Problem set:
1. In the radio playlist, what is the only instrument that accompanies Joni Mitchell's multi-tracked vocals on Shadows And Light?
2. Pick up the radio playlist where it stops and keep it going.

Extract:
------

Monday, October 17, 2016

Rockin' in the Days of Confusion # 1642 (starts 10/19/16)

Artist:    Joni Mitchell
Title:    Shadows And Light
Source:    LP: The Hissing Of Summer Lawns
Writer(s):    Joni Mitchell
Label:    Asylum
Year:    1975
    Following up on the success of her 1974 album Court And Spark, Joni Mitchell released The Hissing Of Summer Lawns in 1975. Although the album initially got mixed reviews from the rock press, it has since come to be regarded as a masterpiece. The final track on the album, Shadows And Light, features Mitchell's multi-tracked vocals accompanied only by an ARP String Machine.

Artist:    Mountain
Title:    Mississippi Queen
Source:    CD: The Best Of Mountain (originally released on LP: Mountain Climbing)
Writer(s):    West/Laing/Pappalardi/Rea
Label:    Columbia/Windfall
Year:    1970
    One of the most overlooked bands of the mid-1960s was the Vagrants. Based on Long Island, the group made a specialty of covering popular R&B and rock songs, often slowing them down and featuring extended solos by guitarist Leslie Weinstein, inspiring fellow Long Islanders Vanilla Fudge to do the same. Although the Vagrants never were able to gain much national attention, Weinstein himself had established quite a reputation by the time the group disbanded. Meanwhile, keyboardist/producer/songwriter Felix Pappalardi had been working with the members of Cream as a producer, but with the demise of that band was looking for a new project to sink his teeth into. That new project turned out to be a solo album by Weinstein, who by then had shortened his last name to West. The album was called Mountain, and soon after its release West and Pappalardi decided to form a band of the same name. The group first got national attention performing at Woodstock, and in 1970 released the album Mountain Climbing, featuring the hit single Mississippi Queen.

------

Data lines:
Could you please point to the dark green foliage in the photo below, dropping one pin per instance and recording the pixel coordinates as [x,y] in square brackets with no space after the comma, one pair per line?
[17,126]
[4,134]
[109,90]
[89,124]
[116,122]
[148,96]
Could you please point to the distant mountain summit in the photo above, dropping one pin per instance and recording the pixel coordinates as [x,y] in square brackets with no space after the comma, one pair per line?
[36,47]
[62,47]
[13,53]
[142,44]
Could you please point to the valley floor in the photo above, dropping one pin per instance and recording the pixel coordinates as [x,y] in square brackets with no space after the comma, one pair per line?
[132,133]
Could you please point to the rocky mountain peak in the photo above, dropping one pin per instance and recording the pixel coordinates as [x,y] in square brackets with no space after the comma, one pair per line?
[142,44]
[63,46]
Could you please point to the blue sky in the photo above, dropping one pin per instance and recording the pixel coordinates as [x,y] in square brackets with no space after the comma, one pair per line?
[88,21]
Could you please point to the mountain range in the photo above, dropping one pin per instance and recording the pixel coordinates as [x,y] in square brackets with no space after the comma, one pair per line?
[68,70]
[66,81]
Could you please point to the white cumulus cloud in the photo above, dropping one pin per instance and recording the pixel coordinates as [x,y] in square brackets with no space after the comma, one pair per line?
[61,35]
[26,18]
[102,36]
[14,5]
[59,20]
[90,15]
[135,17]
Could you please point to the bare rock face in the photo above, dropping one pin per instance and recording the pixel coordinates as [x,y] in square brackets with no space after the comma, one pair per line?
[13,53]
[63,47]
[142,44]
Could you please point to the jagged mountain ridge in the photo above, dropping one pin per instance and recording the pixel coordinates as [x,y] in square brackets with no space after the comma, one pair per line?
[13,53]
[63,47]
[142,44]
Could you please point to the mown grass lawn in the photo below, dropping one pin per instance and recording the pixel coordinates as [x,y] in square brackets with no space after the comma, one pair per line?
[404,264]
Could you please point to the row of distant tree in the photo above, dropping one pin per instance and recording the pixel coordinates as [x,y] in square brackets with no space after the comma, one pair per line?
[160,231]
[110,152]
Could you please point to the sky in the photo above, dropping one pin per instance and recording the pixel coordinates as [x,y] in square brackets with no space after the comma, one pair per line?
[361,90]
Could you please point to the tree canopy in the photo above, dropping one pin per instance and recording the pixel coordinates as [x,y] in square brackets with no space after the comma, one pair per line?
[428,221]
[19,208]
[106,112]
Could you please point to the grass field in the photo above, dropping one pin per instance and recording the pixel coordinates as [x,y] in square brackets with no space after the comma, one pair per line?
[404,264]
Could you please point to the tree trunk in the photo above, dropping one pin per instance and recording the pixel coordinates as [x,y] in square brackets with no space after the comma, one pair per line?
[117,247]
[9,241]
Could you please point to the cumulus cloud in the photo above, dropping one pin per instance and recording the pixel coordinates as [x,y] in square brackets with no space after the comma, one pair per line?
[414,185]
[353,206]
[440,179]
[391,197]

------

Outputs in order:
1. An ARP String Machine.

2.
Artist:    Fleetwood Mac
Title:    Homeward Bound
Source:    CD: Bare Trees
Writer(s):    Christine McVie
Label:    Reprise
Year:    1972
    By 1972 Christine Perfect was now Christine McVie, and was a full-fledged member of Fleetwood Mac (not to mention the wife of bassist John McVie. The group was still considered a second-tier band at this point, with enough commercial appeal to stay together, yet nowhere near the superstar status they would achieve by the end of the decade. The album Bare Trees is a snapshot of the early 70s version of Fleetwood Mac, with the songwriting duties shared by Danny Kirwan, Bob Welch and McVie herself. One of her two contributions to Bare Trees was Homeward Bound, which bears absolutely no resemblance to the Simon And Garfunkel tune with the same name. It does, however, indicate the direction Christine McVie's songwriting would take over the next decade.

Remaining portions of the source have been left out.